- The problem
Every entry needs to be duplicated exactly.

# # # # # # #

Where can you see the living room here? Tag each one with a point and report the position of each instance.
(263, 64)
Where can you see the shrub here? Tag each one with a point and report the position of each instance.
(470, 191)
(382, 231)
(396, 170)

# # # # # # #

- Answer area
Where can you see the living room here? Tag each one with a point and report the position of each instance.
(263, 64)
Where can you see the shrub here? Tag each one with a point and report the position of each instance.
(470, 191)
(382, 231)
(396, 170)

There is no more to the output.